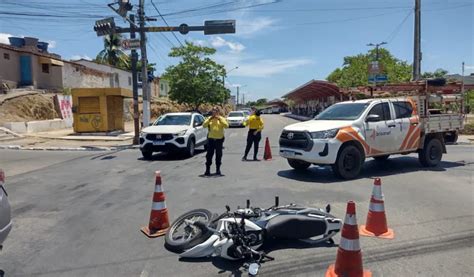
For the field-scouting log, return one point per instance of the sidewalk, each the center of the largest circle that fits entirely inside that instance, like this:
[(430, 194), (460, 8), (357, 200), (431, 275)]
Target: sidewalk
[(67, 140)]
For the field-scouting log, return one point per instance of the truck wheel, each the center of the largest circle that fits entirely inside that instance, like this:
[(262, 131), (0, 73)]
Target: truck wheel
[(431, 153), (298, 165), (147, 155), (348, 163), (381, 158)]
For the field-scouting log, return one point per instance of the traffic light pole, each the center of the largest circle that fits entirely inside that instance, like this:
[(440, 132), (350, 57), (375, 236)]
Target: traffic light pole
[(145, 90), (136, 119)]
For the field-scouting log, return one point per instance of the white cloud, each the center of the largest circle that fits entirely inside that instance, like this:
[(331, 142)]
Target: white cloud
[(79, 57), (254, 25), (52, 43), (4, 38), (219, 42)]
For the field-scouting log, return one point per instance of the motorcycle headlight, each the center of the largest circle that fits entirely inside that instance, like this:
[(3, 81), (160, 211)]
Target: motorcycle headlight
[(324, 134), (182, 133)]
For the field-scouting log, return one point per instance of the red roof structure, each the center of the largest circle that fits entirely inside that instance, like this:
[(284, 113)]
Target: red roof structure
[(313, 90)]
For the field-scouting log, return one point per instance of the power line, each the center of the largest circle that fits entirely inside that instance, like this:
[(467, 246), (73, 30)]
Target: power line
[(397, 29), (164, 20)]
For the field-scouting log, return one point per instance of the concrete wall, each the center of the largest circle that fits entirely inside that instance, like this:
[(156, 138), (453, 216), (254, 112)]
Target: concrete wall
[(9, 68), (119, 78), (79, 76), (36, 126)]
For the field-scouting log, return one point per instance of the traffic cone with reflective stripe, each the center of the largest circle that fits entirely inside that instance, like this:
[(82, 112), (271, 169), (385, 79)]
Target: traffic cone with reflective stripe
[(349, 255), (267, 155), (159, 221), (376, 221)]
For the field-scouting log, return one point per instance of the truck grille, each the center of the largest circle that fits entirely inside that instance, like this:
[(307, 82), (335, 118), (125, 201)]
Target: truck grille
[(298, 140), (163, 136)]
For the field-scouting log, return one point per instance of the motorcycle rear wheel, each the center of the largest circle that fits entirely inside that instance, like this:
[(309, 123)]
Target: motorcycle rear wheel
[(190, 236)]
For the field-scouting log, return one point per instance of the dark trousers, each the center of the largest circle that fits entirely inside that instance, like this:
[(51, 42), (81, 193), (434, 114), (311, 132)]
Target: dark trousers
[(253, 139), (214, 145)]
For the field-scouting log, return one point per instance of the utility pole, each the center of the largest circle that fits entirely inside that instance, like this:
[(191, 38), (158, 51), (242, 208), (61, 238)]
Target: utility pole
[(417, 42), (136, 120), (237, 104), (145, 93)]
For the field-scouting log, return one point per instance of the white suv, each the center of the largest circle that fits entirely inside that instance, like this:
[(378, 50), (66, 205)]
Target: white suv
[(174, 132)]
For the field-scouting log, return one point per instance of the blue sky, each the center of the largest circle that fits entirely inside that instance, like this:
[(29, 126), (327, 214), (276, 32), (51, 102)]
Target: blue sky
[(279, 44)]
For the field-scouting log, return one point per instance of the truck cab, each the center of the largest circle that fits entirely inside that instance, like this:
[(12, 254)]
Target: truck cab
[(347, 133)]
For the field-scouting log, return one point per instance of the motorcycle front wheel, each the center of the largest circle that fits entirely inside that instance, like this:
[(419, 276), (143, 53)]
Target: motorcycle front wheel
[(182, 235)]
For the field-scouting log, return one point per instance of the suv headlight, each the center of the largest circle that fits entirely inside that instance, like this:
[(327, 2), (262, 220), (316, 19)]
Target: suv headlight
[(182, 133), (325, 134)]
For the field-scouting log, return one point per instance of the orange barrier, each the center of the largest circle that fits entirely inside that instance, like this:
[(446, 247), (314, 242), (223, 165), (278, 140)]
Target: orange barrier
[(376, 220), (159, 220), (349, 256), (267, 155)]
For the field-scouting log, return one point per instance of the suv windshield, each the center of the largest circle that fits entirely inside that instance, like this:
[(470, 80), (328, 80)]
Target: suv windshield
[(234, 114), (343, 112), (173, 120)]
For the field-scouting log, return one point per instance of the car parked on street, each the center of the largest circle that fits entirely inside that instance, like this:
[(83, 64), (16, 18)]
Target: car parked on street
[(5, 213), (236, 119), (174, 132)]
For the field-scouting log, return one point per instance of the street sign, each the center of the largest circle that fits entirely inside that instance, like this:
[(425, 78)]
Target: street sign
[(378, 78), (130, 44)]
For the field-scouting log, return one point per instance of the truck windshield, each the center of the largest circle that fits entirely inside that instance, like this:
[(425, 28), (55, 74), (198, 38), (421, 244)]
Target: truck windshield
[(343, 112), (173, 120)]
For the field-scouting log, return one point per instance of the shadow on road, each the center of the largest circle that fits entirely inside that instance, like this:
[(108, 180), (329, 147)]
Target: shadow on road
[(162, 156), (238, 268), (371, 169)]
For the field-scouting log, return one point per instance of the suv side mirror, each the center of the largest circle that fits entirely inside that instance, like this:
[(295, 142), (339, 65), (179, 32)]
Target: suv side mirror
[(372, 118)]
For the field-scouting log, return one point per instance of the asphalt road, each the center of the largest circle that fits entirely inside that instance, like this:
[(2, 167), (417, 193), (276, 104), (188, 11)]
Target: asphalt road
[(79, 214)]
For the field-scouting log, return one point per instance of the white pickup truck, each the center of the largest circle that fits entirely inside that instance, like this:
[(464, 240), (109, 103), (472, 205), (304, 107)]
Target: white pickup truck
[(347, 133)]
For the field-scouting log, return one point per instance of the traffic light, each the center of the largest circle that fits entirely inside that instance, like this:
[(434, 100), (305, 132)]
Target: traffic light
[(105, 26)]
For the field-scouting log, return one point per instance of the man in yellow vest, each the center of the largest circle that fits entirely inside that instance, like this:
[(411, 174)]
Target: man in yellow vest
[(254, 135), (215, 139)]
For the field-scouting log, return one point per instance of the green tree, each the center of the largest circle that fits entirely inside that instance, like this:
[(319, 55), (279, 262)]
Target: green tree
[(354, 71), (438, 73), (196, 79), (112, 53)]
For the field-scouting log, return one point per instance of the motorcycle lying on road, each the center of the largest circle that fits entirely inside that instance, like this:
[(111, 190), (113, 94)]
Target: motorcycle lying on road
[(239, 234)]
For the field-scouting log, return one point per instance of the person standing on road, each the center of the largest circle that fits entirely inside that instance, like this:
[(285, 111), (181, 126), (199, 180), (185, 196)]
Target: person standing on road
[(216, 125), (254, 135)]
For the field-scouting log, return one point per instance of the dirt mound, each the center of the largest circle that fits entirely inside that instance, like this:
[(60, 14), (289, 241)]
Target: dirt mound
[(28, 108)]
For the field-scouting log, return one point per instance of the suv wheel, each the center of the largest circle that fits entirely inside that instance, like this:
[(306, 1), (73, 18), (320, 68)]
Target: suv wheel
[(298, 165), (190, 149), (348, 163), (431, 153), (147, 155)]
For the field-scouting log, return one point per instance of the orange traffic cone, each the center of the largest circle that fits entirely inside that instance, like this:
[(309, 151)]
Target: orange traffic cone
[(267, 155), (349, 256), (376, 220), (159, 221)]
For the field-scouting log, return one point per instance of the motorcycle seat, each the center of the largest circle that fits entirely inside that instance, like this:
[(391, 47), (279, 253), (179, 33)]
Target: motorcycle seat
[(295, 227)]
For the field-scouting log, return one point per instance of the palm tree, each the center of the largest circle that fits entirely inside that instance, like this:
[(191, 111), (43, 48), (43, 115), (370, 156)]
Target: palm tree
[(112, 53)]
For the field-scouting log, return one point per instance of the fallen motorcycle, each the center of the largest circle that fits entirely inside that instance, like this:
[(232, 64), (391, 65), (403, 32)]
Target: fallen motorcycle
[(239, 235)]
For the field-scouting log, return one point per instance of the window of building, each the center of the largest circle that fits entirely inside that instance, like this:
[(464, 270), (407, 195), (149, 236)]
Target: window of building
[(45, 68), (402, 109)]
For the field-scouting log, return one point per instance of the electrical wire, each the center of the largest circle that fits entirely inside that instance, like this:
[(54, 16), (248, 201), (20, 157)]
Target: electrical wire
[(164, 20)]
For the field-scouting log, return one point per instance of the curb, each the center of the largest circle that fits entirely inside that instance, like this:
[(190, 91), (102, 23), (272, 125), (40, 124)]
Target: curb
[(91, 148)]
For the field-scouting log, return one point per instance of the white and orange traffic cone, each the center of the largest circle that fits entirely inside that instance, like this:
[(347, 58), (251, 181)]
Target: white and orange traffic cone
[(376, 220), (159, 220), (267, 154), (349, 255)]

** DIRECTIVE **
Please copy the material word for word from its beginning through the line that contains "[(431, 153), (298, 165), (147, 155), (348, 163), (381, 158)]", leaving out the picture.

** ANSWER **
For the field-scouting log, return one point per instance of the sidewalk, each the center of the largest circle that fits entirely inside that instance, like this:
[(430, 194), (460, 8), (357, 200), (431, 275)]
Target: sidewalk
[(67, 140)]
For the field-scouting log, return one point per instance of the truck wheel, each the center of the largest circle that fits entirely inside that instance, like this:
[(262, 131), (0, 73)]
Target: truck wheel
[(431, 153), (298, 165), (147, 155), (348, 163), (381, 158)]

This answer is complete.